The last sentence of the second paragraph under the heading "Venture Value
Portfolio" on Page 17 is hereby deleted and replaced with the following:
See "Description of Securities and Investment Techniques -- Investment in
Small Cap Companies."
The first sentence of the third paragraph under the heading " 'Dogs' of Wall
Street Portfolio" on Page 18 is hereby deleted and replaced with the following:
The Portfolio invests in the thirty common stocks selected according to the
methodology described above.
The second sentence of the third paragraph under the heading " 'Dogs' of Wall
Street Portfolio" on Page 18 is hereby deleted.
The first sentence of the fourth paragraph under the heading " 'Dogs' of Wall
Street Portfolio" on Page 18 is hereby deleted and replaced with the following:
The Portfolio employs a buy and hold strategy over the course of each year,
which ignores market timing and rejects active management.
5
<PAGE> 15
The fifth paragraph under the heading " 'Dogs' of Wall Street Portfolio" on Page
18 is hereby deleted and replaced with the following:
As the Portfolio's shares are sold during the year, new cash received by
the Portfolio is first used to the extent necessary to meet redemption
requests. The balance of any such cash is invested weekly (or more
frequently as the Adviser deems necessary) in the thirty stocks selected
for the Portfolio as of its most recent rebalancing in proportion to the
current weightings of such stocks in the Portfolio and without any
intention to rebalance the Portfolio's holdings on an interim basis. To the
extent redemptions exceed available cash, the Portfolio generally meets
redemption requests by selling stocks on a pro rata basis (subject to
rounding and avoidance of odd lots), based on the current weightings of
such stocks in the Portfolio and without any intention to rebalance the
Portfolio's holdings on an interim basis.
The second sentence of the fourth paragraph under the heading "Corporate Debt
Instruments" on Page 24 is hereby deleted and replaced with the following:
The High-Yield Bond Portfolio may invest in bonds rated as low as Ca by
Moody's or CC by S&P and may invest no more than 10% of its total net
assets in bonds rated as low as C by Moody's or D by S&P.

_Given instruction 1_: In the records, change "slate serving board" to "dark serving tray" in the lines from the one containing "Visual grounding module — locates where the slate" through the one containing "172 52 348 227", and give those lines back with everything else unchanged.
_Given instruction 2_: Carry the prospectus amendments further, picking up after their last sentence.
The prospectus amendments above have no connection to the records.

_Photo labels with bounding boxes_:
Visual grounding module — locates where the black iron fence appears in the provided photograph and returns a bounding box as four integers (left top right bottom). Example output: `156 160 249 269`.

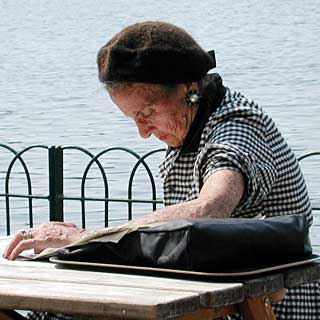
0 144 165 235
0 144 320 238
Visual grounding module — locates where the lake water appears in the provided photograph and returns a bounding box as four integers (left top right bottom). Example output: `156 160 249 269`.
0 0 320 248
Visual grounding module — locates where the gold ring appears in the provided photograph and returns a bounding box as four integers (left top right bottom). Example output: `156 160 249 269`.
20 229 32 240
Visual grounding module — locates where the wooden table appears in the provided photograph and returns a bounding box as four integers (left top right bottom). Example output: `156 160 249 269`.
0 238 320 320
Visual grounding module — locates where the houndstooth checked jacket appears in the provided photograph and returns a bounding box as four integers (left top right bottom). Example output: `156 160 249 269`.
160 74 320 320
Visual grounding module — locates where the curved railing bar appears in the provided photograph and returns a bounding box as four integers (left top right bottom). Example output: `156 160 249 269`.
60 146 109 229
5 145 48 235
298 151 320 210
82 147 156 227
128 148 166 220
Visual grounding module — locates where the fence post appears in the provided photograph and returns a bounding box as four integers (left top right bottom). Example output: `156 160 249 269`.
49 146 63 221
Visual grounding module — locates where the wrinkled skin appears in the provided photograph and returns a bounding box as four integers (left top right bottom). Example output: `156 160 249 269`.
3 83 245 260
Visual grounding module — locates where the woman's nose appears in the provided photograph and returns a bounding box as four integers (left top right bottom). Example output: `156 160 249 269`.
136 120 154 139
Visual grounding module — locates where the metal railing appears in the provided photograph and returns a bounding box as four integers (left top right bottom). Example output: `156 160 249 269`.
0 144 320 235
0 144 165 235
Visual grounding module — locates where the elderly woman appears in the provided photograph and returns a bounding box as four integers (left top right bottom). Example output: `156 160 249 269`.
5 22 320 320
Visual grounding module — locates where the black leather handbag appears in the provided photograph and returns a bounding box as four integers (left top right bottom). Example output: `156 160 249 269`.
58 215 312 272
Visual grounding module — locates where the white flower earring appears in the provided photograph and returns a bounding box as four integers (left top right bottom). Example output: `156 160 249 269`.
185 89 200 107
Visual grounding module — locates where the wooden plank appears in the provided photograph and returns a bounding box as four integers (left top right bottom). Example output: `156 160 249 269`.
0 279 200 319
243 273 284 298
239 295 276 320
0 262 244 307
175 305 238 320
284 262 320 288
0 310 27 320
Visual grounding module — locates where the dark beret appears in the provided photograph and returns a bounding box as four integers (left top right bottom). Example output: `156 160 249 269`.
97 22 216 83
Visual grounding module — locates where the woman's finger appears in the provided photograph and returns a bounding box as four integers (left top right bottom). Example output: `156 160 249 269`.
8 239 37 260
3 229 32 259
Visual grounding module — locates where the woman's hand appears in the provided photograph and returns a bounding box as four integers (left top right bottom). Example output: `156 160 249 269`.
3 222 86 260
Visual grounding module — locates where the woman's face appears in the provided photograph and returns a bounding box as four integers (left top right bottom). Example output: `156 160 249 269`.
110 83 196 147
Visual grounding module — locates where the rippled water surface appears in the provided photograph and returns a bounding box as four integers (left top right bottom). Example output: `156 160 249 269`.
0 0 320 244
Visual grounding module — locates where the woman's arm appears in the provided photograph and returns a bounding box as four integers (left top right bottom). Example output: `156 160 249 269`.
3 170 245 260
127 170 245 224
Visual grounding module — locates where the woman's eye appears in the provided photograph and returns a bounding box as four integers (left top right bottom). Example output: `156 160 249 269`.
141 108 154 118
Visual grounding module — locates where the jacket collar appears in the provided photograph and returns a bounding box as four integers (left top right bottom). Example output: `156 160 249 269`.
179 73 226 154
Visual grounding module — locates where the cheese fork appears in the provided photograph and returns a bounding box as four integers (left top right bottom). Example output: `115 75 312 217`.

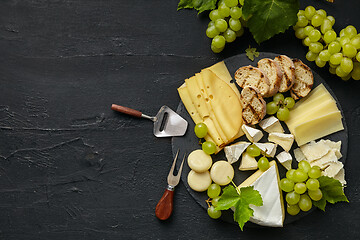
155 150 186 220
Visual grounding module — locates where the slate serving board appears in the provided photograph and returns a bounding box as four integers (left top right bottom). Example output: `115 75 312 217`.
172 52 348 227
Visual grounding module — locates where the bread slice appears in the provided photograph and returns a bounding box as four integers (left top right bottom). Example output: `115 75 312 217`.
274 55 295 92
290 59 314 100
235 66 270 96
240 86 266 125
258 58 282 97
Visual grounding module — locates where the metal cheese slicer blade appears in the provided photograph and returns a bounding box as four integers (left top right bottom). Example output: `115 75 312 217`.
111 104 188 137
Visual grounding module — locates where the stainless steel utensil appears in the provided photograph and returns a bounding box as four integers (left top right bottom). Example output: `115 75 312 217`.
155 150 186 220
111 104 188 137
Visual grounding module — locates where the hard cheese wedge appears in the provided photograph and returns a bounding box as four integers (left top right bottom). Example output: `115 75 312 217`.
239 161 285 227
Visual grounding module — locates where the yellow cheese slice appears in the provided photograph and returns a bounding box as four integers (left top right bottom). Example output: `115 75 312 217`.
292 111 344 146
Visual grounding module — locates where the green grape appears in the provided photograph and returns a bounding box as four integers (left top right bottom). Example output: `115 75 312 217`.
280 178 294 192
284 97 295 109
342 43 357 58
304 6 316 20
351 62 360 80
206 25 220 38
302 37 311 47
286 204 300 216
330 53 343 65
230 6 242 19
309 29 321 42
194 123 208 138
215 18 228 32
208 206 221 219
294 183 306 194
295 28 306 39
311 13 324 27
298 160 311 173
266 102 279 115
294 168 308 182
316 9 327 18
295 15 309 27
258 157 270 171
308 166 321 178
202 141 216 155
340 57 354 73
207 183 221 198
309 42 324 53
306 178 320 190
344 25 357 39
211 35 225 48
336 65 347 77
306 51 318 62
246 144 261 157
276 107 290 121
209 9 221 22
211 196 220 207
286 169 296 181
319 49 331 62
308 188 323 201
225 0 239 7
299 194 312 212
224 28 236 42
229 18 241 31
273 93 284 104
328 41 341 54
320 18 332 34
324 30 336 44
285 191 300 205
218 5 230 18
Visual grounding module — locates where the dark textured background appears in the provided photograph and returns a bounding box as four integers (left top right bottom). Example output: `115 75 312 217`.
0 0 360 239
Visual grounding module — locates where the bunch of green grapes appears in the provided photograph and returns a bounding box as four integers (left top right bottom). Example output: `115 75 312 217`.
280 160 323 215
294 6 360 80
266 93 295 121
206 183 221 219
206 0 245 53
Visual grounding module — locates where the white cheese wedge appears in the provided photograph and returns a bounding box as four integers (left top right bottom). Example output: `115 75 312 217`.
239 161 285 227
294 148 307 162
239 152 258 171
259 116 284 133
268 133 294 152
276 151 292 170
224 142 251 164
241 124 264 142
254 143 277 157
300 141 330 162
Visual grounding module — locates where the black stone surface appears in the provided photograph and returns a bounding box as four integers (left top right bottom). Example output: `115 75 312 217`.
0 0 360 240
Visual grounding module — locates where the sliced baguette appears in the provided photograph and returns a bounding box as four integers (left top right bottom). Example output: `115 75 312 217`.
240 86 266 125
258 58 282 97
235 66 270 96
290 59 314 100
274 55 295 92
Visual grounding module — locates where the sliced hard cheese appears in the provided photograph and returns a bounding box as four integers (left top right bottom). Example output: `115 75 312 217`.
268 133 294 152
239 161 285 227
224 142 250 164
239 152 258 171
292 111 344 146
241 124 264 143
276 151 292 170
259 116 284 133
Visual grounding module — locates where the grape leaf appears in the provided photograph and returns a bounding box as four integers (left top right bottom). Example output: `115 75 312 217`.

_Right answer 1_:
Visual grounding module — locates where the dark serving tray appears in the provided photograph and returns a bounding box as four integers (left top right bottom). Example output: `115 75 312 217`.
172 52 348 227

_Right answer 2_:
The following paragraph is hereby inserted after the paragraph with the heading
"Risk Factors Relating to High-Yield, High-Risk Bonds" on Page 25:
In the case of corporate debt obligations which are convertible into common
stock, these risks may be present in a greater degree where the principal
amount of the obligation is greater than the current market value of the
common stock into which it is convertible.
The paragraph under the heading "Short-Term Debt Securities" on Page 27 is
hereby deleted and replaced with the following:
Debt securities maturing within 397 days of the date of purchase include
(1) commercial bank obligations (certificates of deposit, bankers'
acceptances (time drafts on a commercial bank where the bank accepts an
irrevocable obligation to pay at maturity) and documented discount notes
(corporate promissory discount notes accompanied by a commercial bank
guarantee to pay at maturity)), (2) savings association obligations
(certificates of deposit issued by mutual savings banks or savings and loan
associations), (3) commercial paper (short-term notes with maturities of up
to 9 months issued by corporations or governmental bodies), (4) corporate
bonds and notes (corporate obligations that mature, or that may be
redeemed, in 397 days or less), and (5) adjustable-rate mortgage securities
backed by GNMA, FNMA, FHLMC and other non-agency issuers. Although certain
floating or variable rate obligations (securities whose coupon rate changes
at least annually and generally more frequently) have maturities in excess
of 397 days, they are also considered short-term debt securities.
The second sentence of the paragraph under the heading "Repurchase Agreements"
on Page 28 is hereby deleted and replaced with the following:
The seller must maintain appropriate collateral in a segregated account.
The following two paragraphs are hereby inserted before the paragraph with the
heading "Securities Lending" on Page 29:
LOAN PARTICIPATIONS AND OTHER DIRECT INDEBTEDNESS -- The Worldwide High
Income Portfolio may invest a portion of its assets in "loan
participations." By purchasing a loan participation, the Portfolio acquires
some or all of the interest of a bank or other lending institution in a
loan to a corporate borrower. Many such loans are secured, and most impose
restrictive covenants which must be met by the borrower. These loans are
made generally to finance internal growth, mergers, acquisitions, stock
repurchases, leveraged buy-outs and other corporate activities. Such loans
may be in default at the time of purchase. The Portfolio may also purchase
trade or other claims against companies, which generally represent money
owed by the company to a supplier of goods or services. These claims may
also be purchased at a time when the company is in default. Certain of the
loan participations acquired by the Portfolio may involve credit facilities
or other standby financing commitments which obligate the Portfolio to pay
additional cash on a certain date or on demand.
The highly leveraged nature of many such loans may make such loans
especially vulnerable to adverse changes in economic or market conditions.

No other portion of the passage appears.